==== Предоставленный отрывок

За рамками приличия
Сложная система распределения мест за столом показывает, каким видит себя общество. В Древнем Риме и Афинах, двух обществах, устроенных в соответствии с идеологией равенства определенных классов граждан, совместное потребление пищи принимало другую форму – все участники пира (представители одного и того же класса) во время трапезы возлежали. На симпосии в древних Афинах, например, аристократы во время ужина вели беседы о политике или философии, в то время как в Риме предвыборные пиршества организовывались не только для развлечения гостей, но также для подкупа голосов, демонстрации богатства и щедрости. В обоих случаях дом, в котором проводился званый ужин, был также общественным местом, или, другими словами, местом, где сливки общества показывали свою власть, богатство или влияние на аудиторию.
Античный симпосий характеризовался идеологией самоограничения, что соответствовало представлению римской и афинской аристократии о себе. Самоограничение выражалось многими способами, но одним из главных являлось умеренное употребление вина. Вино в древности было намного крепче современного, поэтому разбавлялось и разливалось очень тщательно. В центре афинского симпосия, например, находился сосуд – кратер, в котором вино смешивалось с водой. У каждого симпосия был хозяин, распорядитель торжества, человек, на плечах которого лежала обязанность поддерживать равновесие между легкомыслием и торжественностью, весельем и серьезностью, – ради это и затевалось мероприятие. Хозяин должен был как задавать тему для обсуждения – философскую или какую-то еще, в зависимости от последних событий, – так и определять, сколько кратеров будет выпито и в какой пропорции будет разбавлено вино. Употребление неразбавленного вина считалось варварством и ни чем хорошим не заканчивалось.

========
==== Сохранённые данные

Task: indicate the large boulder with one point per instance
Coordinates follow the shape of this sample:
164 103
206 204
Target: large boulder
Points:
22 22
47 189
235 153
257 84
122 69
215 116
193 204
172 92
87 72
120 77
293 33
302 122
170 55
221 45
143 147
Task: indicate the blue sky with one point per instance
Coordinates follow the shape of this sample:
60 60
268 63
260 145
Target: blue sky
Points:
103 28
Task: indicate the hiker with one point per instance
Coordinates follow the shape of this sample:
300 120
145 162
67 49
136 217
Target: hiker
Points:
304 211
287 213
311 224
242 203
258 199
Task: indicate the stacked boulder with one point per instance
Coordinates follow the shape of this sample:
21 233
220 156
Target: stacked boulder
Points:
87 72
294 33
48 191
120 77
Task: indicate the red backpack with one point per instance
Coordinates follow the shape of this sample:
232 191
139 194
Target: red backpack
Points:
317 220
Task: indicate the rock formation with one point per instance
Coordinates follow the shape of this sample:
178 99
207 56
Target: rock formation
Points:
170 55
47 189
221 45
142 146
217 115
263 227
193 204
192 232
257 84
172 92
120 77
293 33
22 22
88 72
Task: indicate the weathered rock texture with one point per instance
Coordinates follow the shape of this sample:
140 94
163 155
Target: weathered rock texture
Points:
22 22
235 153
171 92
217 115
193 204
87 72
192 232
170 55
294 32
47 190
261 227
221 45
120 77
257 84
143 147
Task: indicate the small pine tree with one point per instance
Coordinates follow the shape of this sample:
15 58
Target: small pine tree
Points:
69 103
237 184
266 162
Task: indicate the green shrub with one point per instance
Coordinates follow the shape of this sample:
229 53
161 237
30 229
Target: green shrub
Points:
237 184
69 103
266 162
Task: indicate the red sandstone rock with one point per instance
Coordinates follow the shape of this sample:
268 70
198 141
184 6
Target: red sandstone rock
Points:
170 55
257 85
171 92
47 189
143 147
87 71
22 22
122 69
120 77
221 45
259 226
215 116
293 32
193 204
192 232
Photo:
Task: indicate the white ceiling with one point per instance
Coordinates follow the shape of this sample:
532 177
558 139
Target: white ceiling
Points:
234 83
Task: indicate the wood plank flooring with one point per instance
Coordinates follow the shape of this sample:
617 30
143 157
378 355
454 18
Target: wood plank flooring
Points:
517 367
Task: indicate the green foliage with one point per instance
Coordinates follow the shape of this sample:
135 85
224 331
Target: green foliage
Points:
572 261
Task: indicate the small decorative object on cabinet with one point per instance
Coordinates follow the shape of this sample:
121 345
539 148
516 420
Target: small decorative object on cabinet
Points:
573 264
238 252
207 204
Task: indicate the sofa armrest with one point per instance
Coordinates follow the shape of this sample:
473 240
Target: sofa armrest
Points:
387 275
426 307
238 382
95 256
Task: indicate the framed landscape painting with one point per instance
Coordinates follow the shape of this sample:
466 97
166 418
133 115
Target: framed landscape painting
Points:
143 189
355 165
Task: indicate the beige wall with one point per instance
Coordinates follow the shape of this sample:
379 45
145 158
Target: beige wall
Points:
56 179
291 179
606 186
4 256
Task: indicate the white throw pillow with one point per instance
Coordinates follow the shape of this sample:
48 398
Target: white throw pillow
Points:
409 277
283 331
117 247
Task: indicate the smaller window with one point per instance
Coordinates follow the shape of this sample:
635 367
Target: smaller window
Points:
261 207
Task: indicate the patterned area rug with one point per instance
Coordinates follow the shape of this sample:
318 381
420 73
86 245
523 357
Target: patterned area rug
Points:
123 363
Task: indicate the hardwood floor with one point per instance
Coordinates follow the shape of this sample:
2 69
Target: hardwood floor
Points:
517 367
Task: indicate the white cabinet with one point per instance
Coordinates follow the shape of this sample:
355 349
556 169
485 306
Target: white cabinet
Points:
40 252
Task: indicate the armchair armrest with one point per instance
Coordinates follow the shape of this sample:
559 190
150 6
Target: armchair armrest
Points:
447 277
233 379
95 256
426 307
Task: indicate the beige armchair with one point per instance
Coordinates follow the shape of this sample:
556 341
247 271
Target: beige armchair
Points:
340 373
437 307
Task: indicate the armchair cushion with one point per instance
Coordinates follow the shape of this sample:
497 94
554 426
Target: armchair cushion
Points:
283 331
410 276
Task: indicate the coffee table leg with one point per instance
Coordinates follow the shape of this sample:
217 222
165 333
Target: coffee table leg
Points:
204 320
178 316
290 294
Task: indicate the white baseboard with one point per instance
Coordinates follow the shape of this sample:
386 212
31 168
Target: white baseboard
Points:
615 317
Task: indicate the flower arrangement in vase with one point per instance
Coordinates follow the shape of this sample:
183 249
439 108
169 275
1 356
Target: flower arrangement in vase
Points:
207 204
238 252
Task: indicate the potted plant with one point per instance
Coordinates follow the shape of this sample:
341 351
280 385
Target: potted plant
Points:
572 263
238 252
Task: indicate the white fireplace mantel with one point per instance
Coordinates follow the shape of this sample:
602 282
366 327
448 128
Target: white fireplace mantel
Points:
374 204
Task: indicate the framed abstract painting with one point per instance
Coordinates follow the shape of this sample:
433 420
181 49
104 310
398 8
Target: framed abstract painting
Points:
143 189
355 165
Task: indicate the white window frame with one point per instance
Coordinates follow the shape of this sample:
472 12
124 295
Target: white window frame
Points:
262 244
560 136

========

Описание задания:
Допишите продолжение отрывка о пирах в Древнем Риме и Афинах. Записи здесь не понадобятся.

Выполненное задание:
Способность сохранять умеренность в винопитии на симпосиях позволяла продемонстрировать не только нравственность (человек мог контролировать себя), но также и гражданскую добродетель (стоило оставаться трезвым, чтобы принимать участие в беседах и обмениваться мнениями со всеми наравне). Нет никакого сомнения в том, что это был скорее идеал, не имевший отношения к реальности. В античной любовной поэзии, специализирующейся на празднествах и открывающей подноготную общества, зачастую говорится о пьющих женщинах, любовниках, глазеющих друга на друга через банкетный стол, в то время как мужья вели беседы с другими гостями, или о людях, идущих домой спотыкаясь после вечернего празднования. Известно, что государственный деятель Цицерон обвинил Марка Антония, своего врага и, позже, любовника египетской царицы Клеопатры, в том, что тот явился на Форум пьяным после вчерашней пирушки, причем до такой степени, что его вырвало на собственные колени в присутствии сенаторов и толпы просителей. Сейчас трудно сказать, было обвинение Цицерона правдой или выдумкой, но подобные случаи показывают, что в то время как, безусловно, превалировала идеология умеренного потребления, молодые мужчины и женщины, особенно из аристократических семей, с удовольствием нарушали общепринятые нормы, что в целом осталось неизменным и по сей день.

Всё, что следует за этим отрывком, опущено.